Name: _________________________ | Period: ___________________ |
This quiz consists of 5 multiple choice and 5 short answer questions through Section 1: "The Good Morrow," lines 1-21.
Multiple Choice Questions
1. Although the speaker has indicated that each lover is a complete world, where does the diction suggest that each is actually incomplete without the other?
(a) Line 19 "equally."
(b) Line 17, "hemispheres."
(c) Line 14, "each hath one, and is one."
(d) Line 11, "one little room."
2. What is the best interpretation of the meaning of "but this" in line 5?
(a) "Except for our relationship."
(b) "Although pleasure is wonderful."
(c) "However, when you consider what I am saying."
(d) "On the other hand, the poem I am writing."
3. What is the time of day in this poem's setting?
(a) Midnight.
(b) Dusk.
(c) Noon.
(d) Morning.
4. Which technique is used repeatedly in the first quatrain?
(a) Understatement.
(b) Paradox.
(c) Appeal to Ethos.
(d) Rhetorical question.
5. What is different about the poem's first two and last two lines?
(a) They have fewer syllables than the others.

▶ [WHAT TO PRODUCE]: Copy the quiz from "2. What is the" to "this poem's setting?", replacing "relationship" with "love". Work only from the quiz.

▶ [EXCERPTED DATA]:
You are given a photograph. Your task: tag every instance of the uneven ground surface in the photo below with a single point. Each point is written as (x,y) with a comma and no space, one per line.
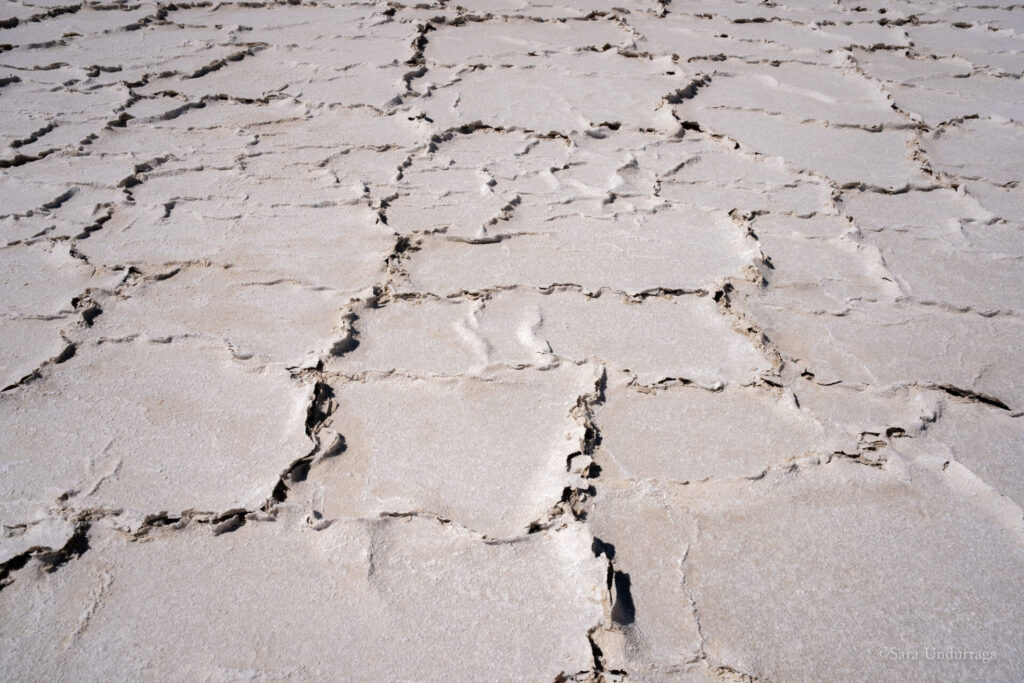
(518,340)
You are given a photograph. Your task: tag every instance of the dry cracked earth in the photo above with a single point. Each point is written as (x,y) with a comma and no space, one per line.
(554,341)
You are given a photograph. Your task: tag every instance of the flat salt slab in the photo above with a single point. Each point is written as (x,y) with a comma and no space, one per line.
(436,600)
(937,347)
(931,269)
(846,570)
(654,338)
(812,273)
(504,41)
(978,148)
(280,322)
(847,156)
(150,428)
(536,98)
(799,91)
(336,247)
(691,434)
(985,440)
(41,280)
(677,249)
(652,624)
(431,445)
(27,342)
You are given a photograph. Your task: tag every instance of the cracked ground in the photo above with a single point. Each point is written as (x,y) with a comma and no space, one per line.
(522,340)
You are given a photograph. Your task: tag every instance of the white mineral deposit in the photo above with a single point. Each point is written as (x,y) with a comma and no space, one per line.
(538,340)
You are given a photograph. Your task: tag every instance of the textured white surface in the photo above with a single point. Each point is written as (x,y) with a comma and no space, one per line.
(538,340)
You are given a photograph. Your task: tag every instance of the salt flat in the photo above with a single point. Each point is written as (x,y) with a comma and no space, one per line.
(516,340)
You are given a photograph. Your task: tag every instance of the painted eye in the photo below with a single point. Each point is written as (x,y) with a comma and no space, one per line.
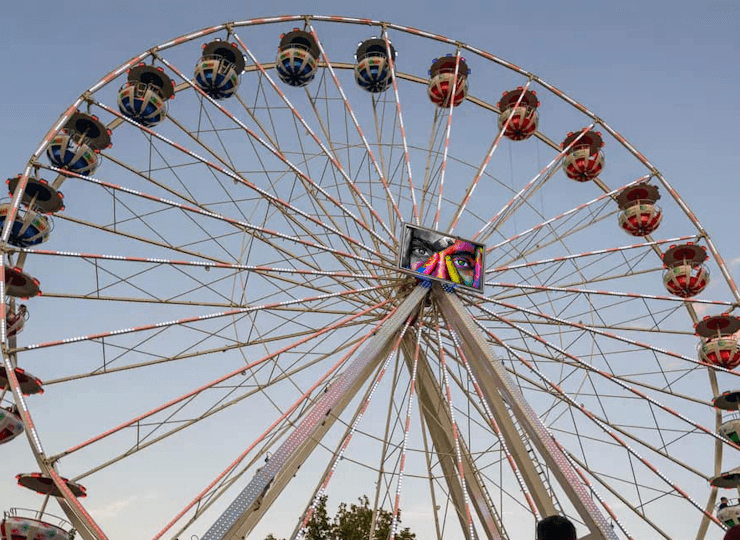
(463,262)
(421,252)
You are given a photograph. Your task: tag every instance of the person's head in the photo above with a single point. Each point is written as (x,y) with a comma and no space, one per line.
(556,528)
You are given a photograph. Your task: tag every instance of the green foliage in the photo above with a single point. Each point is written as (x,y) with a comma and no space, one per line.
(351,522)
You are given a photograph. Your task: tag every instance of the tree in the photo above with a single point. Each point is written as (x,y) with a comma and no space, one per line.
(351,522)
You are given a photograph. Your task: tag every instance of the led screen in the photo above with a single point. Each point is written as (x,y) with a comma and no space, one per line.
(441,257)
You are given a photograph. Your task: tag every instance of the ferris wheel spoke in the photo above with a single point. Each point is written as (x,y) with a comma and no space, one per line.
(370,154)
(279,155)
(624,500)
(610,428)
(219,380)
(338,453)
(402,128)
(201,264)
(448,131)
(626,379)
(240,179)
(527,191)
(579,291)
(482,167)
(532,245)
(603,423)
(610,376)
(146,433)
(431,153)
(192,319)
(595,253)
(244,225)
(469,477)
(301,400)
(606,203)
(192,354)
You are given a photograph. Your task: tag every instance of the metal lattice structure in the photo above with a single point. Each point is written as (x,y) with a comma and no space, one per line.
(224,326)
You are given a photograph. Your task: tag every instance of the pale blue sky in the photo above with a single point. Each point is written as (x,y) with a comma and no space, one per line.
(663,74)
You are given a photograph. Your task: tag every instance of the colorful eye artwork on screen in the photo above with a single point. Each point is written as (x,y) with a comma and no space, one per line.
(443,258)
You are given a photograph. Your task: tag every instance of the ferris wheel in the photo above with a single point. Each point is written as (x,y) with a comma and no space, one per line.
(308,256)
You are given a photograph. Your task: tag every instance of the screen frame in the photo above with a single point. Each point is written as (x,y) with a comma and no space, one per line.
(408,229)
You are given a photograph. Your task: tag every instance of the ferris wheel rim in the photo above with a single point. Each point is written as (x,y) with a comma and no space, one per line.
(211,30)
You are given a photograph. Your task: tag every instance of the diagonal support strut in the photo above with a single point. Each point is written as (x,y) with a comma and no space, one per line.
(268,482)
(497,386)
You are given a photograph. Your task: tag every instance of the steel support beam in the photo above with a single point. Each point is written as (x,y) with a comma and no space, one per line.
(246,509)
(436,415)
(496,386)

▶ [FINAL ANSWER]:
2. What is the best interpretation of the meaning of "but this" in line 5?
(a) "Except for our love."
(b) "Although pleasure is wonderful."
(c) "However, when you consider what I am saying."
(d) "On the other hand, the poem I am writing."
3. What is the time of day in this poem's setting?